» **THE REQUEST**
Render every line of the data below as a JSON array of strings, one string per line, and leave out the blank lines.

** START MATERIAL PROVIDED **

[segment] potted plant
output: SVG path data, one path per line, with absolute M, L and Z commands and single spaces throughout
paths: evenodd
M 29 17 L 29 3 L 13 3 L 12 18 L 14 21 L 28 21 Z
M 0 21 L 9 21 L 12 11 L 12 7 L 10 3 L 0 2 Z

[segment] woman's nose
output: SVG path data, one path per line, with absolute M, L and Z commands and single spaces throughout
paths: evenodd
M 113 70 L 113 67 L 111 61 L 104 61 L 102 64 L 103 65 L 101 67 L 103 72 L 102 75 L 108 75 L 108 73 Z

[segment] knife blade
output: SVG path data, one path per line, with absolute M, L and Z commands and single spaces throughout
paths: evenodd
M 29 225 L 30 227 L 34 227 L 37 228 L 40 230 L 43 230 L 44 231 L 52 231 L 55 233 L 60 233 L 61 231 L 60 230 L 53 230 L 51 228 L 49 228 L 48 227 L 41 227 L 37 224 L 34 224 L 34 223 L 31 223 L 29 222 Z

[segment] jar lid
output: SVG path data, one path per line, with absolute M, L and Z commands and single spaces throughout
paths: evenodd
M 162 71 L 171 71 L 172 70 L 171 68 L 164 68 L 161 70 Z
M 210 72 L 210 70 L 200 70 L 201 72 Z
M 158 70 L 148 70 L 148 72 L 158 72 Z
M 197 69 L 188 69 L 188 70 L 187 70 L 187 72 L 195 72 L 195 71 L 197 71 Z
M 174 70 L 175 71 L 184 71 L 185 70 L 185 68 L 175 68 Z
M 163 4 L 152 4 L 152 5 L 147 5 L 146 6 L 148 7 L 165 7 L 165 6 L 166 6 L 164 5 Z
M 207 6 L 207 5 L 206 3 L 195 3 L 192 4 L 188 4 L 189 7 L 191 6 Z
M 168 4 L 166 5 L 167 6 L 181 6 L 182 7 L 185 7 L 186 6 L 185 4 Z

** END MATERIAL PROVIDED **

» **FINAL RESULT**
[
  "[segment] potted plant",
  "output: SVG path data, one path per line, with absolute M, L and Z commands and single spaces throughout",
  "paths: evenodd",
  "M 29 17 L 29 3 L 13 3 L 12 18 L 14 21 L 28 21 Z",
  "M 0 21 L 9 21 L 12 11 L 12 7 L 10 3 L 0 2 Z",
  "[segment] woman's nose",
  "output: SVG path data, one path per line, with absolute M, L and Z commands and single spaces throughout",
  "paths: evenodd",
  "M 113 70 L 113 67 L 111 61 L 104 61 L 102 64 L 103 65 L 101 67 L 103 72 L 102 75 L 108 75 L 108 73 Z",
  "[segment] knife blade",
  "output: SVG path data, one path per line, with absolute M, L and Z commands and single spaces throughout",
  "paths: evenodd",
  "M 29 225 L 30 227 L 34 227 L 37 228 L 40 230 L 43 230 L 44 231 L 52 231 L 55 233 L 60 233 L 61 231 L 60 230 L 53 230 L 51 228 L 49 228 L 48 227 L 41 227 L 37 224 L 34 224 L 34 223 L 31 223 L 29 222 Z",
  "[segment] jar lid",
  "output: SVG path data, one path per line, with absolute M, L and Z commands and single spaces throughout",
  "paths: evenodd",
  "M 162 71 L 171 71 L 172 70 L 171 68 L 164 68 L 161 70 Z",
  "M 210 72 L 210 70 L 200 70 L 201 72 Z",
  "M 158 70 L 148 70 L 148 72 L 158 72 Z",
  "M 197 69 L 188 69 L 188 70 L 187 70 L 187 72 L 195 72 L 195 71 L 197 71 Z",
  "M 174 70 L 175 71 L 184 71 L 185 70 L 185 68 L 175 68 Z",
  "M 163 4 L 152 4 L 152 5 L 147 5 L 146 6 L 148 7 L 165 7 L 165 6 L 166 6 L 164 5 Z",
  "M 207 6 L 207 5 L 206 3 L 195 3 L 192 4 L 188 4 L 189 7 L 191 6 Z",
  "M 168 4 L 166 5 L 167 6 L 181 6 L 182 7 L 185 7 L 186 6 L 185 4 Z"
]